[TASK DIRECTIONS]: Please retype, character for character, the portion of the entries below that runs from the line containing "Guideline: for every instance of the tree, the" to the last line.

[Dataset entries]
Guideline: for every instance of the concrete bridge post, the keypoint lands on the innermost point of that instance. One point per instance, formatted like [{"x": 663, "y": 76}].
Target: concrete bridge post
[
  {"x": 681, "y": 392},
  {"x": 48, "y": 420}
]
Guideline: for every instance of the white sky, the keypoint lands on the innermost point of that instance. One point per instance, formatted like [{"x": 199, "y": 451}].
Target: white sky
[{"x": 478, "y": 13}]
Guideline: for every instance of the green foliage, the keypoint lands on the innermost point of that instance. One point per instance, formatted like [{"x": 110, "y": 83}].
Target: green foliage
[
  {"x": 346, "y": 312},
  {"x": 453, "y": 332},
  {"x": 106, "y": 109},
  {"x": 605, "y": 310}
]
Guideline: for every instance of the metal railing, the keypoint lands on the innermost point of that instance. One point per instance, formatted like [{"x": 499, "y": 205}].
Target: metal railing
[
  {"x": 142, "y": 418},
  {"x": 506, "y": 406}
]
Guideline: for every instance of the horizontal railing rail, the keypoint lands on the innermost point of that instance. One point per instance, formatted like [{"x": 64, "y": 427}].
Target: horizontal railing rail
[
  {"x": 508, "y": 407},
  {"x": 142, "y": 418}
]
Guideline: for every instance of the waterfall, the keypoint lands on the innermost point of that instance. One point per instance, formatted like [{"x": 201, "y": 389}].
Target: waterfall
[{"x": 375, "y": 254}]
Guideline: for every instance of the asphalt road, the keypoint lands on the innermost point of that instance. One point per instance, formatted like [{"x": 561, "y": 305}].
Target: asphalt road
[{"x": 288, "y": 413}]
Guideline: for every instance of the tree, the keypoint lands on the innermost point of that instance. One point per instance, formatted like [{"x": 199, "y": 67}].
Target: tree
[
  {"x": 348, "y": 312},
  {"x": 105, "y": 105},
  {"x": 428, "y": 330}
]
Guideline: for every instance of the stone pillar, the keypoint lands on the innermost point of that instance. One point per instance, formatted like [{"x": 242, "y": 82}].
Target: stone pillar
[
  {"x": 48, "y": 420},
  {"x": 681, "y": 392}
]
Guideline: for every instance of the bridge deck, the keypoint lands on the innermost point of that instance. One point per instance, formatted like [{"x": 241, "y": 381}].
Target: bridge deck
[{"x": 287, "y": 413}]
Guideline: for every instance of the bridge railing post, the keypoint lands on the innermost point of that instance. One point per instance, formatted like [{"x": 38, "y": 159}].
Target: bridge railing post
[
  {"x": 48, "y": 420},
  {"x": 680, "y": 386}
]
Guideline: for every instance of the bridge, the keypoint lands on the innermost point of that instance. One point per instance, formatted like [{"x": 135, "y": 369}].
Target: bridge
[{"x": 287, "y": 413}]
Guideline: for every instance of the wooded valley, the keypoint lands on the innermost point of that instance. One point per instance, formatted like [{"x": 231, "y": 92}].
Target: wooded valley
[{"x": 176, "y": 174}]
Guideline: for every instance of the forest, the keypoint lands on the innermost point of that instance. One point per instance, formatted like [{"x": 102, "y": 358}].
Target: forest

[TASK RESULT]:
Guideline: for every instance of the tree, the keypoint lands on the innermost point of that instance. One point per instance, formatted like [{"x": 199, "y": 67}].
Target: tree
[
  {"x": 348, "y": 312},
  {"x": 105, "y": 105},
  {"x": 428, "y": 330}
]
Guideline: for every instance of the stone pillar, the keypoint lands on the innermost point of that instance. One point per instance, formatted like [{"x": 242, "y": 82}].
Target: stone pillar
[
  {"x": 48, "y": 420},
  {"x": 681, "y": 392}
]
Guideline: for every instance of the bridge deck, the keypoint lands on the innermost point of that instance. One point per instance, formatted like [{"x": 241, "y": 381}].
Target: bridge deck
[{"x": 287, "y": 413}]
Guideline: for every instance of the bridge railing post, the keypoint lands on the innermost point of that instance. One point per instance, formatted like [{"x": 38, "y": 159}].
Target: bridge railing post
[
  {"x": 48, "y": 420},
  {"x": 680, "y": 386}
]
Guideline: for every instance of the bridge, the keypoint lands on the innermost point of that instance. One point per instance, formatted like [{"x": 135, "y": 369}].
Target: bridge
[{"x": 287, "y": 413}]
Guideline: for every instance of the wooded valley, the keypoint lands on the innermost point of that instance. One point per instance, formatted like [{"x": 231, "y": 92}].
Target: wooded valley
[{"x": 176, "y": 174}]
Guideline: for every instance of the forest, the keypoint lands on the innermost point of that instance. One point per instance, formatted like [{"x": 102, "y": 358}].
Target: forest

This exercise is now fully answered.